## AIM OF THE EXERCISE:
Return all lines of the records that contain the word "below".

◇ ◇ ◇ ◇ ◇ ◇ ◇

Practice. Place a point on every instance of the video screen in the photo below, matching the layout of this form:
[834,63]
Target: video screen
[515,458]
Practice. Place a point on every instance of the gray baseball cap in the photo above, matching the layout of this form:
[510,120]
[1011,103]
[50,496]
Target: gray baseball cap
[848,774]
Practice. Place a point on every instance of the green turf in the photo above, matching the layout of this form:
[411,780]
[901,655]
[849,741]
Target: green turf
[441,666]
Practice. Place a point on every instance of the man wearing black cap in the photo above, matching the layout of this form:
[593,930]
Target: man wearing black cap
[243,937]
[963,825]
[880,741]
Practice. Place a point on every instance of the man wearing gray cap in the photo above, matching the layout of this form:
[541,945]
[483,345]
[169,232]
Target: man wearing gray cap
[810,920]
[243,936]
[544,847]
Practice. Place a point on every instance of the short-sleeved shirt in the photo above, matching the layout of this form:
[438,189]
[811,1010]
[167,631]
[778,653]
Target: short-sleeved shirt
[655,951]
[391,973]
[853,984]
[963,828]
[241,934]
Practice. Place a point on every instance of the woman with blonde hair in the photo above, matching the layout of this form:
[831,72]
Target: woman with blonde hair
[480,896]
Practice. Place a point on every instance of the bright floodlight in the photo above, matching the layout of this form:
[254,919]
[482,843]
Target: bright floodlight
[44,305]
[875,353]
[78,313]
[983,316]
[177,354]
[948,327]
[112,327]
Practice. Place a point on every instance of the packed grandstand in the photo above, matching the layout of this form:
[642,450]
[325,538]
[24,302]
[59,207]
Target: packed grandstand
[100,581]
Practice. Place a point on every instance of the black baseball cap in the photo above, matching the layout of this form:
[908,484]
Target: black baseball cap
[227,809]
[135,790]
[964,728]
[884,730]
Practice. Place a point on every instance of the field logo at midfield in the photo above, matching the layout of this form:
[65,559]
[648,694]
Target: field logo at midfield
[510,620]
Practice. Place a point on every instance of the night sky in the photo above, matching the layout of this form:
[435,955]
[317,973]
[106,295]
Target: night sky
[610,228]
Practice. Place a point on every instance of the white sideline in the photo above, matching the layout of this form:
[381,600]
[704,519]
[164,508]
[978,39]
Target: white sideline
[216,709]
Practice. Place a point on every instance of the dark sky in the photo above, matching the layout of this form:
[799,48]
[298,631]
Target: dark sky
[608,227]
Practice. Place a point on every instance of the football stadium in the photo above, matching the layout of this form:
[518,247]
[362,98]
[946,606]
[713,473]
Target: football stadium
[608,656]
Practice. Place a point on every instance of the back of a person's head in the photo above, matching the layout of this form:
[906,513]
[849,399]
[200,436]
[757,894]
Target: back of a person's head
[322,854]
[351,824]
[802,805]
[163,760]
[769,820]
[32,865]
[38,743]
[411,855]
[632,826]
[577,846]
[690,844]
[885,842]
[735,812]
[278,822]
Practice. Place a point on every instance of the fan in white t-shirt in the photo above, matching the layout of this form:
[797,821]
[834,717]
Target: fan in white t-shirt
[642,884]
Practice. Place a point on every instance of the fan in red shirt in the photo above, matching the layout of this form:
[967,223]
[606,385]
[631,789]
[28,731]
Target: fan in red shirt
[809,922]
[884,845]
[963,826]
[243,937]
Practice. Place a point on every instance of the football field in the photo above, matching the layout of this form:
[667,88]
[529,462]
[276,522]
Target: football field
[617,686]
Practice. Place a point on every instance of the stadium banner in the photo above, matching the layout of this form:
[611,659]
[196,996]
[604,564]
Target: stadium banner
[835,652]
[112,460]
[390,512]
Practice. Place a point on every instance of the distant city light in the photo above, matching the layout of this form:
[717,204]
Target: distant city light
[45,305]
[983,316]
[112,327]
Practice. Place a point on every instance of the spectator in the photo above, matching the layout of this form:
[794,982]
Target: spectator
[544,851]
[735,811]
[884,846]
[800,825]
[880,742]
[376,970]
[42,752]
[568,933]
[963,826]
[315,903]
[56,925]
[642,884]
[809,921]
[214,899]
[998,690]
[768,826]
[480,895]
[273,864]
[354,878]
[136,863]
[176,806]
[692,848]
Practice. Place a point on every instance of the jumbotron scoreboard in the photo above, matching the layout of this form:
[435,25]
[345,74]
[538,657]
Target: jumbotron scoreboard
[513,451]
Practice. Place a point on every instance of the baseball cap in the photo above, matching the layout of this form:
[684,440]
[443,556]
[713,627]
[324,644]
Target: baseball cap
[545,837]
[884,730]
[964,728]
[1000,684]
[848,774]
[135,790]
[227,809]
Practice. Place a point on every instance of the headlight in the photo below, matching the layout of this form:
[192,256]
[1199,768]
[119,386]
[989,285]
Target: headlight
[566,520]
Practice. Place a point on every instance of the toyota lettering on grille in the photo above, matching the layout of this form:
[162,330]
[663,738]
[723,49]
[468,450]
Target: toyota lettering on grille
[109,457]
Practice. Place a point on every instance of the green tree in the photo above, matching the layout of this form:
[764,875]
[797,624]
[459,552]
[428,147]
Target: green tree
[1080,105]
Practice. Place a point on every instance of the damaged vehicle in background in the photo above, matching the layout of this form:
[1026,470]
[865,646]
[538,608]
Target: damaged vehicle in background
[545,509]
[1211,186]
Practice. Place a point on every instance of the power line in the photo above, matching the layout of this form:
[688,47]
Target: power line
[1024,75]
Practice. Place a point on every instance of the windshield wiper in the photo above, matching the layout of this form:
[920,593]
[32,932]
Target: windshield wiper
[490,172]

◇ ◇ ◇ ◇ ◇ ◇ ◇

## EXERCISE ANSWER:
Practice. Place a point on every instance of the video screen in the photo below, matching the layout of this form:
Practice. Place a point on every instance of the headlight in the photo below, matching the layout of this form:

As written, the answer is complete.